What to do:
Please repeat the lines below exactly. Begin with the line containing "box: [1, 538, 89, 671]" and go on through the line containing "616L97 586L80 568L36".

__________

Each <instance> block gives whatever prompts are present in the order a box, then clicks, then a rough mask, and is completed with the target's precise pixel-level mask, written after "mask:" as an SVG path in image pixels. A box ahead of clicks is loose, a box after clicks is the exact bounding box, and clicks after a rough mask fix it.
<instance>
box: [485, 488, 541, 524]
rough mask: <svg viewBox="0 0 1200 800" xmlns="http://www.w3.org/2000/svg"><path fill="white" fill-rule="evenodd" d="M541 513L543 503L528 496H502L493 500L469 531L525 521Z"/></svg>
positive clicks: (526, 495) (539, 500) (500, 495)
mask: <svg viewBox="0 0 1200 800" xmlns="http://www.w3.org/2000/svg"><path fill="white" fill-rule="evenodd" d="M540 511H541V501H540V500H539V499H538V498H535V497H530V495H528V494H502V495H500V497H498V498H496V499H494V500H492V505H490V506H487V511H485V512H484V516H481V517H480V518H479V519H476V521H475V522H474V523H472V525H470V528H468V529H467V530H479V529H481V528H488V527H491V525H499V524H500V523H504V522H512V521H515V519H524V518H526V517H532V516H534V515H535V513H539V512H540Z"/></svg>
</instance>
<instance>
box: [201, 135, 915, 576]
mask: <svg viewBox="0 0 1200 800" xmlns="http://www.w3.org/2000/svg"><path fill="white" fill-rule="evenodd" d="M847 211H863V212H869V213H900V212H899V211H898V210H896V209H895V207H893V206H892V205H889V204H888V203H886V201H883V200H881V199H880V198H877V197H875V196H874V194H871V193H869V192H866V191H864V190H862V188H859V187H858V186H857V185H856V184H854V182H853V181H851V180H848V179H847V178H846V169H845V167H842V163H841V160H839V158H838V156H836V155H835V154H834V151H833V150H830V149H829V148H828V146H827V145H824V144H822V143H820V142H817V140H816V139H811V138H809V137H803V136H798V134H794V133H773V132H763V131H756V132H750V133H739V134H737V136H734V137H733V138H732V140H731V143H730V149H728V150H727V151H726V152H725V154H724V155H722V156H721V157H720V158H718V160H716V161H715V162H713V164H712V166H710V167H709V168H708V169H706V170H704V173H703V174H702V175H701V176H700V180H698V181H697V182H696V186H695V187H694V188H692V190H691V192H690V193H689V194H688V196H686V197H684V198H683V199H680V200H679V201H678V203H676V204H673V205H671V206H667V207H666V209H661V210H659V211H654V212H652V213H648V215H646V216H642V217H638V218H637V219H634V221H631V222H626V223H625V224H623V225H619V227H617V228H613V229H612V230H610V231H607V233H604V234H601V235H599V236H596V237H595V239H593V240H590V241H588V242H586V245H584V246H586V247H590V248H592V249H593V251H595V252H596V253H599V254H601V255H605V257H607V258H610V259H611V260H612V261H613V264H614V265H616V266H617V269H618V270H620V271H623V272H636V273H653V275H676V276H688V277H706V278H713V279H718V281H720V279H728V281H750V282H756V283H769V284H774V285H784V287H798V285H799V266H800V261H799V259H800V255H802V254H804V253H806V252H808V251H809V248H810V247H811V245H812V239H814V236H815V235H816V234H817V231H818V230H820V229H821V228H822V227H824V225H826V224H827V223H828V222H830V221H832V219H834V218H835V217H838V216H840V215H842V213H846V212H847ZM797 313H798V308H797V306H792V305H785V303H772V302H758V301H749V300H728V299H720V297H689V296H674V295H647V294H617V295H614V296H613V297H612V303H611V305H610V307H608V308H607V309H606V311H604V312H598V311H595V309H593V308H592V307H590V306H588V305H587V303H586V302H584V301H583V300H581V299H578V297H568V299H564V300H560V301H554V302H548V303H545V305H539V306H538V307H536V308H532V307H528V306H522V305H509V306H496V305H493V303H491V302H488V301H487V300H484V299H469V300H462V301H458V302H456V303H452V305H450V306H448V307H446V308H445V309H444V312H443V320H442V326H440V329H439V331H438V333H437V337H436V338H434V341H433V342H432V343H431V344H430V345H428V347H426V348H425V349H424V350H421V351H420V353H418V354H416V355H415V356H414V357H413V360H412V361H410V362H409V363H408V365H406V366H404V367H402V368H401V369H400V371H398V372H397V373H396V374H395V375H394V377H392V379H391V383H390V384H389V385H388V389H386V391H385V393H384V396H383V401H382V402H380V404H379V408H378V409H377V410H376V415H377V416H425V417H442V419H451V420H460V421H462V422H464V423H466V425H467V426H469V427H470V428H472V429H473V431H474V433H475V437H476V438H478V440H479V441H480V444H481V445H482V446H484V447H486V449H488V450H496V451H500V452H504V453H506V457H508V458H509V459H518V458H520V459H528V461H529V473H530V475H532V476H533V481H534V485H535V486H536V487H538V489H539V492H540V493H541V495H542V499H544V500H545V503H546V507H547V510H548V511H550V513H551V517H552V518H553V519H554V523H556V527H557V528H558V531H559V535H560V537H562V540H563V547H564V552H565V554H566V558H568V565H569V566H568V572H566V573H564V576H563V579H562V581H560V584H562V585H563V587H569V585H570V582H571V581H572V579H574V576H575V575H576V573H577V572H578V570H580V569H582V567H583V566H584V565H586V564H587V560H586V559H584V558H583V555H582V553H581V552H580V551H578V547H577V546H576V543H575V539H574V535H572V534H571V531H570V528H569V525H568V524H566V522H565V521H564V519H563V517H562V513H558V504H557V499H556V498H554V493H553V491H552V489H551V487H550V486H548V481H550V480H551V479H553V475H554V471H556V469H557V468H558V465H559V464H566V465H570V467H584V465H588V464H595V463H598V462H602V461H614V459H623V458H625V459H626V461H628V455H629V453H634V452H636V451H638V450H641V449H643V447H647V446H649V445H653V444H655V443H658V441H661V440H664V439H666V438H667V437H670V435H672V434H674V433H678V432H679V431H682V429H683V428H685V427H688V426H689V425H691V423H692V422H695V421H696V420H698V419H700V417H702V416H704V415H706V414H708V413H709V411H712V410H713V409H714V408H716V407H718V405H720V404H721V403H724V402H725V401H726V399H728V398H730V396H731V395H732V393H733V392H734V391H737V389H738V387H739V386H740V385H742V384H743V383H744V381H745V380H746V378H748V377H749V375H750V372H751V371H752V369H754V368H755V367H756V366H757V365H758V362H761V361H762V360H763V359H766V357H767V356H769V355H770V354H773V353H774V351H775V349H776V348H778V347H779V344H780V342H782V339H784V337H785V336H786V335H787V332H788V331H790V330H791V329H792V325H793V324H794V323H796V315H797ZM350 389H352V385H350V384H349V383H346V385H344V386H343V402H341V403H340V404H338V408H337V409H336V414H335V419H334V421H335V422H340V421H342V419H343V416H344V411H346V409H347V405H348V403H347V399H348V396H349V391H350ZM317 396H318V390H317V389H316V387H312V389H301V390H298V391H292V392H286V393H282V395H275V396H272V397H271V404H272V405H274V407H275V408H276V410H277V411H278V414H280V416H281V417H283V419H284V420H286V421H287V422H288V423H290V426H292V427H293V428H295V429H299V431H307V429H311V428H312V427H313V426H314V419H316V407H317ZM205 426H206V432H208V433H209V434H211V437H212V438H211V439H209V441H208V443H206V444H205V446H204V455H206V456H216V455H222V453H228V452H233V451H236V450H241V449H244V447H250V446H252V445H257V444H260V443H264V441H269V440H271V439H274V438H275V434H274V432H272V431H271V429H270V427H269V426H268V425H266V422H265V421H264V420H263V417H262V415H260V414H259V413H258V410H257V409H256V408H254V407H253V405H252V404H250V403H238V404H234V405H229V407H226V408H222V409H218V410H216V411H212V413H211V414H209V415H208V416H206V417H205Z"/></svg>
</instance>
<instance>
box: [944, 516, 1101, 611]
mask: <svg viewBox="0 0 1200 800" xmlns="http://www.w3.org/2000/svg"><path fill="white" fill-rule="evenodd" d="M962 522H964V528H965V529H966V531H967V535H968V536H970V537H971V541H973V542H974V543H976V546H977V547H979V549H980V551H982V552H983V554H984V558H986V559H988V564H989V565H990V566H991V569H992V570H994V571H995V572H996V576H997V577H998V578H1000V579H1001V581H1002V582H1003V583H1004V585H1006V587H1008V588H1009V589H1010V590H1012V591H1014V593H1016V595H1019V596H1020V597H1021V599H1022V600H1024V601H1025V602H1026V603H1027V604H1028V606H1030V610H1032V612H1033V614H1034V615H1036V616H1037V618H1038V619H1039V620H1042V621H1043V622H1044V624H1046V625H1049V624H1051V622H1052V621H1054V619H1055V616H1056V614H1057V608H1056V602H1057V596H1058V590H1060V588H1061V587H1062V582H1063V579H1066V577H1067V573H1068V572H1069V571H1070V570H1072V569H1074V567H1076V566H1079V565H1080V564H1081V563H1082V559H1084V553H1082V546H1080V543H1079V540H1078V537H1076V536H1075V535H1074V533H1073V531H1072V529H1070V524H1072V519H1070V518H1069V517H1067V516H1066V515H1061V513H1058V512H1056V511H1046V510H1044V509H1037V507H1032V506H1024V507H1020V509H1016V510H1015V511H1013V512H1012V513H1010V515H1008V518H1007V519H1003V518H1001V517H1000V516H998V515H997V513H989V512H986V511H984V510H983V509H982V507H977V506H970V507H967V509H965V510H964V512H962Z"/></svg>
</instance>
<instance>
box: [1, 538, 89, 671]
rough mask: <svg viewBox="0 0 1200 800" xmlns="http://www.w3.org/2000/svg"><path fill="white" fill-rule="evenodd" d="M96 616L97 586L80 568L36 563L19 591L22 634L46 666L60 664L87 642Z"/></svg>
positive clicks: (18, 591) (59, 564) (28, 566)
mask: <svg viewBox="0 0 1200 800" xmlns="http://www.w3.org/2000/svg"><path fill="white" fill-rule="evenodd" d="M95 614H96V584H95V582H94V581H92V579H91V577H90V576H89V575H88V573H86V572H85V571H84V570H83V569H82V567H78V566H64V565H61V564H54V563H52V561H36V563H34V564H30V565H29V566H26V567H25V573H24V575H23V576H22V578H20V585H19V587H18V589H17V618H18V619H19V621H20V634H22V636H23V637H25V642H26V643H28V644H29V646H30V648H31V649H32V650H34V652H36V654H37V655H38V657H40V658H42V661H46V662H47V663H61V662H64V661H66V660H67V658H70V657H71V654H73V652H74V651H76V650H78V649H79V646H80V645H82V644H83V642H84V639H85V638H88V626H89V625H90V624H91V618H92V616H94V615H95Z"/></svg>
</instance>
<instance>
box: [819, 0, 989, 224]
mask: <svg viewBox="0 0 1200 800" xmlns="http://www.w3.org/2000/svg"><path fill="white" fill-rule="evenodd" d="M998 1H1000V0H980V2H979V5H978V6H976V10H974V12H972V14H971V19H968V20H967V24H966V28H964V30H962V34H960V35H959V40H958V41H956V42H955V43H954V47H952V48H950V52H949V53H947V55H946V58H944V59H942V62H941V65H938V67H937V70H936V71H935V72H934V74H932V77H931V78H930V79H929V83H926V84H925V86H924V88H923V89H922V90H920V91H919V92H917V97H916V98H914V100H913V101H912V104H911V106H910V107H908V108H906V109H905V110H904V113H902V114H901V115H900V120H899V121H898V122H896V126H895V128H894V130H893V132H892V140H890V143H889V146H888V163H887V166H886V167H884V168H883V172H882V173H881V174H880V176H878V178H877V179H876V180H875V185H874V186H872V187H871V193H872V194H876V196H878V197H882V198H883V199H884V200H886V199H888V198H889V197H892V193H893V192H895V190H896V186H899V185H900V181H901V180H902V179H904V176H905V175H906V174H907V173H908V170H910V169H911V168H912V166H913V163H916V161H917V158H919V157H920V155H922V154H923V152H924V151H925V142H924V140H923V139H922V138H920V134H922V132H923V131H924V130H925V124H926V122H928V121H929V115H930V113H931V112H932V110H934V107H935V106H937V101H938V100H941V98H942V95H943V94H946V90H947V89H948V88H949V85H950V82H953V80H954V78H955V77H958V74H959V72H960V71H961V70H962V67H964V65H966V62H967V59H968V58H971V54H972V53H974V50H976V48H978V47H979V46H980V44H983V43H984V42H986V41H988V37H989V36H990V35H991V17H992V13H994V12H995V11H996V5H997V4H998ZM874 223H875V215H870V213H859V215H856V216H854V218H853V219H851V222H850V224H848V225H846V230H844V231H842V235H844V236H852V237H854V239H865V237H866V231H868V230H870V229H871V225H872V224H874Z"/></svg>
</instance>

__________

Written answer:
box: [1, 538, 89, 671]
rough mask: <svg viewBox="0 0 1200 800" xmlns="http://www.w3.org/2000/svg"><path fill="white" fill-rule="evenodd" d="M96 616L97 586L80 568L36 563L19 591L22 634L46 666L60 664L87 642Z"/></svg>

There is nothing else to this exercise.